*WRITTEN PROBLEM 1:*
In the passage on young people and technology, what does it say children lack that makes them lean on tech for stability and reassurance?

Young people are drawn to technology because it provides comfort and consistency in a world that feels unpredictable. Yet over-reliance on tech, reinforced by parenting pressures and fear, can erode resilience and reduce tolerance for real-world challenges.

Summary

There are real reasons behind the way technology interacts with us as people, from us as adults, to the children we raise and even as a wider society. We need to understand the why to have the patience to take the steps towards making change.

  • Tech offers predictable comfort, making it highly attractive to young people.
  • Reinforcement cycles strengthen overuse and avoidance of discomfort.
  • Counter conditioning can unintentionally reward negative emotional reactions.
  • Parenting pressures intensify reliance on tech to fill downtime.
  • Fear-driven parenting limits independence, reinforcing tech dependence.

Comfort & Consistency

Young people are especially drawn to technology because it offers comfort, predictability, and control.

  • Modern life reduces hardship, making tech’s consistent comfort even more attractive.
  • Children lack autonomy and lean on tech for stability and reassurance.
  • Predictable online experiences reinforce expectations, even when outcomes are unhealthy.

The human mind, especially the young one, is drawn to consistency and comfort. Up until recently for most of us this wasn’t achievable with just typical hardships like boredom, manual labour, etc. being an inevitable part of our day. The developed world has eliminated this, and we can live in relative physical comfort almost perpetually, and raise our children in such a world.

For young people, consistency is a huge attraction. It builds trust and comfort in a world where they typically have little control or understanding as they learn about the world. They don’t have autonomy and rely on adults for protection and guidance. Technology provides them a source of this consistency.

*MATERIAL SUPPLIED:*
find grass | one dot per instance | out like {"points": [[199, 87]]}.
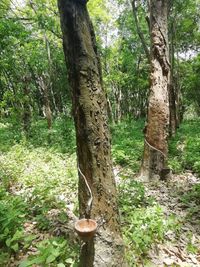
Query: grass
{"points": [[38, 181], [184, 148]]}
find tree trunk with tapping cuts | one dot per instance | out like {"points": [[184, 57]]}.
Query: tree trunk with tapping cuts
{"points": [[156, 130], [173, 90], [92, 136]]}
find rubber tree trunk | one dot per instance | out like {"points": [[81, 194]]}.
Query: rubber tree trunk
{"points": [[156, 130], [92, 137]]}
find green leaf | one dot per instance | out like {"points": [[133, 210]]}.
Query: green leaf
{"points": [[50, 259], [15, 247]]}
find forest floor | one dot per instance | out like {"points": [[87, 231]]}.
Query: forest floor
{"points": [[181, 246], [38, 198]]}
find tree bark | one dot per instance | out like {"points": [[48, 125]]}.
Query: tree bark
{"points": [[156, 130], [139, 31], [92, 137]]}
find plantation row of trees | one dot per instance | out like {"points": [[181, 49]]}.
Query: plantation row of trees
{"points": [[33, 72]]}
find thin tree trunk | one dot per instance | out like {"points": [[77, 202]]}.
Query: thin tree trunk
{"points": [[156, 131], [92, 137], [172, 88], [139, 31], [26, 116], [47, 108]]}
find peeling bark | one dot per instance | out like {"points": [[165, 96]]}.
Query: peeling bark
{"points": [[92, 137], [156, 131]]}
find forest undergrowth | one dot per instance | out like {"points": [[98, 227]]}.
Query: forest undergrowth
{"points": [[38, 197]]}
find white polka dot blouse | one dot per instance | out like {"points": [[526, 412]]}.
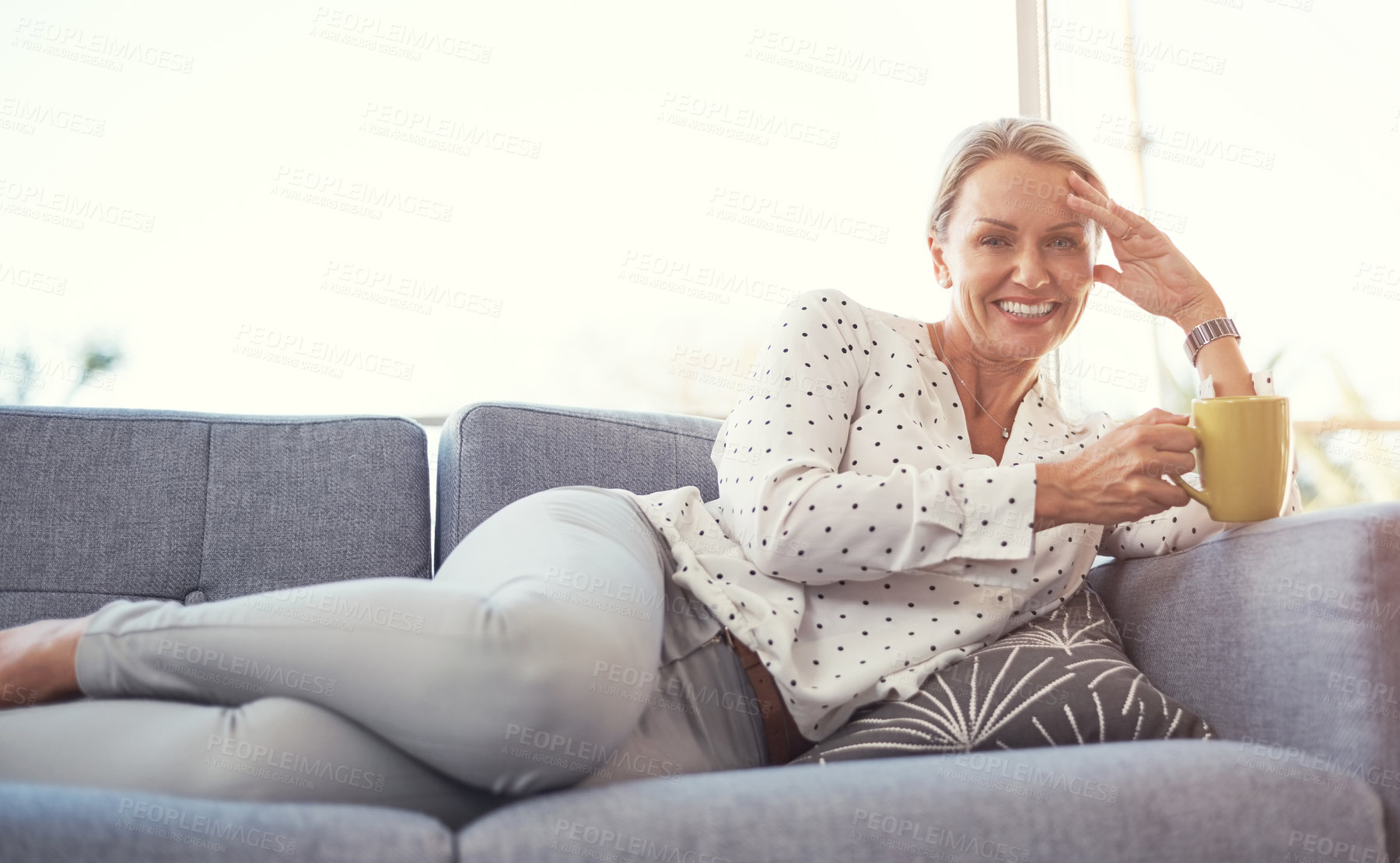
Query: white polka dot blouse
{"points": [[859, 544]]}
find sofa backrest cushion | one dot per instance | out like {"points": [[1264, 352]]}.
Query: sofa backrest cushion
{"points": [[496, 452], [100, 504]]}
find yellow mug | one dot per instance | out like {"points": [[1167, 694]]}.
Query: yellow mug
{"points": [[1242, 456]]}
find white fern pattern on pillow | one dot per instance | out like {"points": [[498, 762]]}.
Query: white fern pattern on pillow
{"points": [[1053, 682]]}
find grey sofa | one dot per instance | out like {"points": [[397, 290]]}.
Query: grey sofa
{"points": [[1281, 634]]}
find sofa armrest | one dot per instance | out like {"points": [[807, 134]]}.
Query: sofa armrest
{"points": [[1283, 634]]}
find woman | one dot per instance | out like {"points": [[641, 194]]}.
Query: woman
{"points": [[894, 495]]}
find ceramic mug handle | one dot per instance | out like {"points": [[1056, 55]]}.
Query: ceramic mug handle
{"points": [[1197, 494]]}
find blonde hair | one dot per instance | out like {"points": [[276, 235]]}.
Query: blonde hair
{"points": [[1031, 139]]}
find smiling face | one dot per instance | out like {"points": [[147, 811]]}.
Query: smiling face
{"points": [[1020, 260]]}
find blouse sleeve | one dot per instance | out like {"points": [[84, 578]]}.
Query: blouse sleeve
{"points": [[1182, 528], [784, 500]]}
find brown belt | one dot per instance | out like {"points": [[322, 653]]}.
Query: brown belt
{"points": [[784, 740]]}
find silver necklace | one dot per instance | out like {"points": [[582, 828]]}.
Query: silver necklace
{"points": [[1006, 432]]}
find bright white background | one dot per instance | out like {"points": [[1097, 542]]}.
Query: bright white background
{"points": [[581, 203]]}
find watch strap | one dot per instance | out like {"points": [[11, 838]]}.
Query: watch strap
{"points": [[1206, 334]]}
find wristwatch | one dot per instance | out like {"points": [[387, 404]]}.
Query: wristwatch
{"points": [[1206, 334]]}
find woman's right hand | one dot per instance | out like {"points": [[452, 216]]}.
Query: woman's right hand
{"points": [[1119, 477]]}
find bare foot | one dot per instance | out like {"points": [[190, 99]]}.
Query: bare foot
{"points": [[37, 662]]}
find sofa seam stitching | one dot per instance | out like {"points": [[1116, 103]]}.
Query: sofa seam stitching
{"points": [[203, 539]]}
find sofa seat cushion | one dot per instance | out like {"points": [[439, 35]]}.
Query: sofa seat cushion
{"points": [[45, 823], [1154, 802]]}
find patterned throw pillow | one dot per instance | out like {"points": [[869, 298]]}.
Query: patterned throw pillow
{"points": [[1053, 682]]}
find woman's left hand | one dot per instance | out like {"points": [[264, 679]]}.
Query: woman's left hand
{"points": [[1155, 274]]}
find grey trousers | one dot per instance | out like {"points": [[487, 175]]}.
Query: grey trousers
{"points": [[551, 649]]}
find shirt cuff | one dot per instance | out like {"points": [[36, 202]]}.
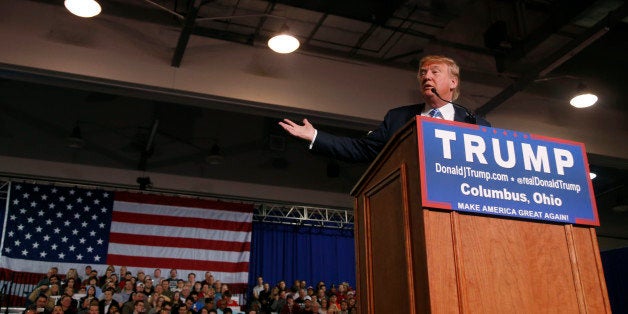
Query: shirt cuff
{"points": [[313, 139]]}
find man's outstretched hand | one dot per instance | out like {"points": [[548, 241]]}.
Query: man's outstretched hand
{"points": [[305, 131]]}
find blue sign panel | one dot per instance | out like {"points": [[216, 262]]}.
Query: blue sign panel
{"points": [[491, 171]]}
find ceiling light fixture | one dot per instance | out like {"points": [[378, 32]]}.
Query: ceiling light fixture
{"points": [[83, 8], [283, 42], [584, 98]]}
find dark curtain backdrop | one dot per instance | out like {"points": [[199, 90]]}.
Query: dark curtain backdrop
{"points": [[286, 252], [615, 263]]}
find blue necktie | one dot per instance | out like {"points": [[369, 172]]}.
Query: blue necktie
{"points": [[434, 113]]}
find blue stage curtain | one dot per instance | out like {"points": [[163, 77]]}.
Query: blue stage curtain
{"points": [[287, 252], [616, 273]]}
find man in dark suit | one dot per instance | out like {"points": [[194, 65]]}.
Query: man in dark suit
{"points": [[439, 85]]}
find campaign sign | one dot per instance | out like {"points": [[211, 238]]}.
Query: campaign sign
{"points": [[491, 171]]}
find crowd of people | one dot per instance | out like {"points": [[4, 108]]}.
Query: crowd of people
{"points": [[300, 298], [142, 293]]}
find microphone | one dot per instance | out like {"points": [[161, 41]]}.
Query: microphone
{"points": [[470, 118]]}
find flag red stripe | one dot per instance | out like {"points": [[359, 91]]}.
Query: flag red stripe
{"points": [[149, 240], [182, 202], [186, 222], [152, 262]]}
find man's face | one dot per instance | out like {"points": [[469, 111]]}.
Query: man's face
{"points": [[41, 302], [139, 307], [438, 76]]}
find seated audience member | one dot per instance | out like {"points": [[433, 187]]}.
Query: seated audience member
{"points": [[139, 307], [107, 301], [290, 307], [67, 305], [86, 301], [41, 304]]}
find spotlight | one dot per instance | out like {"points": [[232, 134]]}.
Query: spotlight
{"points": [[584, 98], [283, 42], [83, 8], [144, 183]]}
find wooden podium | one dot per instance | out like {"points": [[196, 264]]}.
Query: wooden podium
{"points": [[413, 259]]}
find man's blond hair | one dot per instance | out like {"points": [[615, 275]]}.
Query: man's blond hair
{"points": [[454, 70]]}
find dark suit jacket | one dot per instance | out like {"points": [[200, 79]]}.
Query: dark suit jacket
{"points": [[366, 148]]}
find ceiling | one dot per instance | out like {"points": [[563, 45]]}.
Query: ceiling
{"points": [[543, 48]]}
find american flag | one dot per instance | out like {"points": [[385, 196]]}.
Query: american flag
{"points": [[70, 227]]}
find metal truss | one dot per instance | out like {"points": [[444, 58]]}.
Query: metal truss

*WRITTEN PROBLEM 2:*
Quote the rows word for word, from the line that contains "find blue necktie" through the last line of the rows, both ends included.

*PROBLEM SOLUTION 1:*
Children lack autonomy.

*PROBLEM SOLUTION 2:*
find blue necktie | one dot per instance | out like {"points": [[369, 172]]}.
Query: blue necktie
{"points": [[434, 113]]}
find blue stage curtain | one dot per instance | out like {"points": [[163, 77]]}.
Query: blue stage curtain
{"points": [[287, 252], [616, 273]]}
find man in dark suit | one dot per instance | out like {"points": [[194, 65]]}.
Query: man in dark suit
{"points": [[439, 85]]}
find campaign sign | one dot per instance | out like {"points": [[211, 238]]}.
Query: campaign sign
{"points": [[491, 171]]}
find crowd of people | one dot per instance | out like {"points": [[4, 108]]}.
Query: crowd of people
{"points": [[300, 298], [142, 293]]}
find microphone | one dot per instance | out like {"points": [[161, 41]]}.
Query: microphone
{"points": [[470, 118]]}
find flag red stripe | one dot per instance | out like {"points": [[359, 91]]}.
Query: flag red stripe
{"points": [[149, 240], [182, 202], [186, 222], [152, 262]]}
find man's face | one dot per instance | out like {"points": [[469, 111]]}.
Query: man's face
{"points": [[41, 302], [139, 307], [438, 76]]}
find seated audience member | one dot per instance | out like {"points": [[433, 187]]}.
Query: seated audience member
{"points": [[139, 307], [107, 301], [290, 307], [67, 305], [86, 301], [41, 304]]}
find spotlight | one dot per instance | out like {"points": [[232, 134]]}.
Query: spotlight
{"points": [[584, 98], [283, 42], [83, 8], [144, 183]]}
find wooden podium | one dot per instance | out like {"points": [[196, 264]]}.
Query: wooden podium
{"points": [[413, 259]]}
find man's blond hair | one dot per instance | out like {"points": [[615, 275]]}.
Query: man's blond hair
{"points": [[454, 70]]}
find dark suit jacket | one dot per instance | out like {"points": [[200, 79]]}.
Query: dark suit jacket
{"points": [[366, 148]]}
find ceiling | one dot per instance | out like {"points": [[563, 45]]}.
Query: ceiling
{"points": [[543, 48]]}
find american flag | one dot per instance | out like {"points": [[385, 196]]}.
Query: american flag
{"points": [[70, 227]]}
find metal truss | one dot per instance | out like {"points": [[444, 58]]}.
Query: metal truss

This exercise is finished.